*** Begin section ***

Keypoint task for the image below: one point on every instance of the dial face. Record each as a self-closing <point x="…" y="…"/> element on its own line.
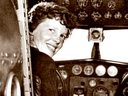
<point x="76" y="69"/>
<point x="63" y="74"/>
<point x="96" y="3"/>
<point x="88" y="70"/>
<point x="100" y="70"/>
<point x="82" y="3"/>
<point x="100" y="91"/>
<point x="111" y="5"/>
<point x="112" y="71"/>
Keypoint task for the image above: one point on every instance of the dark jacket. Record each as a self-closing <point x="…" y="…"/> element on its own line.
<point x="44" y="74"/>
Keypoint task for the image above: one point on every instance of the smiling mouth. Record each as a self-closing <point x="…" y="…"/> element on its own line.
<point x="52" y="48"/>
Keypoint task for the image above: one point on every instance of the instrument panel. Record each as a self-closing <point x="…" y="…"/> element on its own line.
<point x="90" y="77"/>
<point x="109" y="14"/>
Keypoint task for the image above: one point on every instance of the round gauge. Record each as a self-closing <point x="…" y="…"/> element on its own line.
<point x="96" y="3"/>
<point x="92" y="83"/>
<point x="88" y="70"/>
<point x="112" y="71"/>
<point x="76" y="69"/>
<point x="100" y="70"/>
<point x="63" y="74"/>
<point x="100" y="91"/>
<point x="95" y="34"/>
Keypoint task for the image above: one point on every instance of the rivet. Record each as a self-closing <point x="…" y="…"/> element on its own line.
<point x="12" y="62"/>
<point x="2" y="54"/>
<point x="6" y="54"/>
<point x="14" y="55"/>
<point x="3" y="62"/>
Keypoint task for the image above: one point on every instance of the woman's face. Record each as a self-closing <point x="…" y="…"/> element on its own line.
<point x="49" y="36"/>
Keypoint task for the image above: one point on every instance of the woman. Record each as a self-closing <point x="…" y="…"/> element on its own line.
<point x="49" y="26"/>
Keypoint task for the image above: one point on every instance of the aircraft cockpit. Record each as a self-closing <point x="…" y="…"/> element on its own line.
<point x="92" y="62"/>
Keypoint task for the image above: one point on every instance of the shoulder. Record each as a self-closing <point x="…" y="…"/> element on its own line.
<point x="41" y="61"/>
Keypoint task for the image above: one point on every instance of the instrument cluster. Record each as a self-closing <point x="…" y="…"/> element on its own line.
<point x="91" y="77"/>
<point x="98" y="13"/>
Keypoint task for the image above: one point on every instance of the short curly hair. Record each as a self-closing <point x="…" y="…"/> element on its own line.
<point x="43" y="10"/>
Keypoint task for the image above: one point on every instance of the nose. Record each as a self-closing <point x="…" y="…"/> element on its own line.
<point x="56" y="39"/>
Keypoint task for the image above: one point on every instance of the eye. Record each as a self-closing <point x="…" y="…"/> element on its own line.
<point x="52" y="30"/>
<point x="63" y="36"/>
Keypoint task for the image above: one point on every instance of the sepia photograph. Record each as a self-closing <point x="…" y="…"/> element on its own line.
<point x="63" y="48"/>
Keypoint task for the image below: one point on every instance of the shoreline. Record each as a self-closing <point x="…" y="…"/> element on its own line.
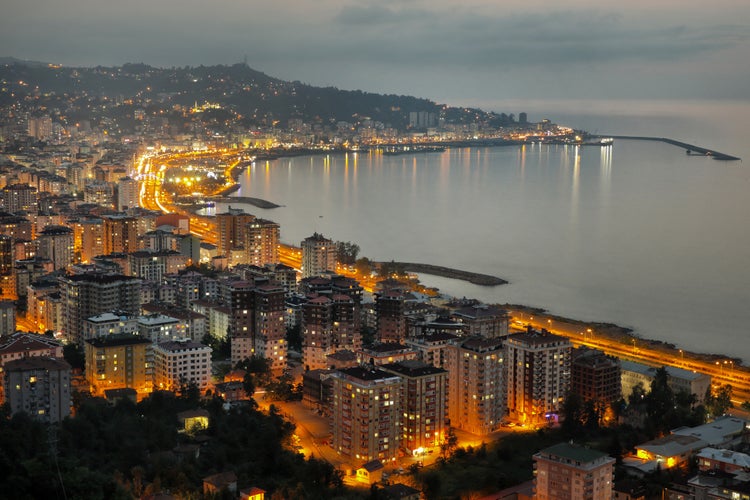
<point x="452" y="273"/>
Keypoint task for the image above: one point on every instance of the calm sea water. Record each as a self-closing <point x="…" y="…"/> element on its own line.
<point x="638" y="234"/>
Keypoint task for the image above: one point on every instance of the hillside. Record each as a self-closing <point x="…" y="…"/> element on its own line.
<point x="252" y="96"/>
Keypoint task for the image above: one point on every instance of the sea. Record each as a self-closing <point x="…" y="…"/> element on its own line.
<point x="639" y="234"/>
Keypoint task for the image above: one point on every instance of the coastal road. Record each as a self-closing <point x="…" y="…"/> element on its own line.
<point x="722" y="370"/>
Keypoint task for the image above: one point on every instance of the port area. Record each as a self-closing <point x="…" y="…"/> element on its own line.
<point x="690" y="149"/>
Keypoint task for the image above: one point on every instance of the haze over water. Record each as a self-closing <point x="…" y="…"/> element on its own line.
<point x="639" y="234"/>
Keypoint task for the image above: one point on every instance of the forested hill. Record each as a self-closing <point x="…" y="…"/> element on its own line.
<point x="255" y="97"/>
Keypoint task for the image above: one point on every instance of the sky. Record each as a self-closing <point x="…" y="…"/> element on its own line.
<point x="469" y="52"/>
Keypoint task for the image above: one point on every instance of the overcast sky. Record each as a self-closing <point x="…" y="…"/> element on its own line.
<point x="459" y="52"/>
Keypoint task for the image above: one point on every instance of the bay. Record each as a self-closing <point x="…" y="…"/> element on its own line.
<point x="639" y="234"/>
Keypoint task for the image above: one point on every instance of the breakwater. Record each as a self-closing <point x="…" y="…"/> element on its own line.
<point x="690" y="149"/>
<point x="447" y="272"/>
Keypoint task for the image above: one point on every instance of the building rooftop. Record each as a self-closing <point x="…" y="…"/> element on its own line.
<point x="715" y="432"/>
<point x="573" y="452"/>
<point x="413" y="368"/>
<point x="726" y="456"/>
<point x="368" y="373"/>
<point x="35" y="363"/>
<point x="672" y="445"/>
<point x="23" y="342"/>
<point x="180" y="345"/>
<point x="118" y="340"/>
<point x="537" y="338"/>
<point x="385" y="347"/>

*** End section ***

TRY IT: The answer consists of the line holding "of the overcast" and every line after it up to the end of the records, word for word.

EXPECTED OUTPUT:
Keypoint task for the image above: one point on every instance of the overcast sky. Record each as a self-closing <point x="…" y="…"/> element on its own line.
<point x="459" y="52"/>
Keypoint task for the image above: one point on every instance of the bay. Record each as a self-closing <point x="…" y="…"/> element on its own line.
<point x="639" y="234"/>
Keypoint task for the image above: one point on every instance of the breakwater. Record each as a self-closing <point x="…" y="…"/> element on its own line.
<point x="690" y="149"/>
<point x="447" y="272"/>
Keypoint task for the image above: one point on every instance of the building rooftop. Record each as a self-closing <point x="…" y="…"/> element on its own line.
<point x="715" y="432"/>
<point x="573" y="452"/>
<point x="413" y="368"/>
<point x="726" y="456"/>
<point x="368" y="373"/>
<point x="35" y="363"/>
<point x="672" y="445"/>
<point x="23" y="342"/>
<point x="180" y="345"/>
<point x="118" y="340"/>
<point x="537" y="338"/>
<point x="385" y="347"/>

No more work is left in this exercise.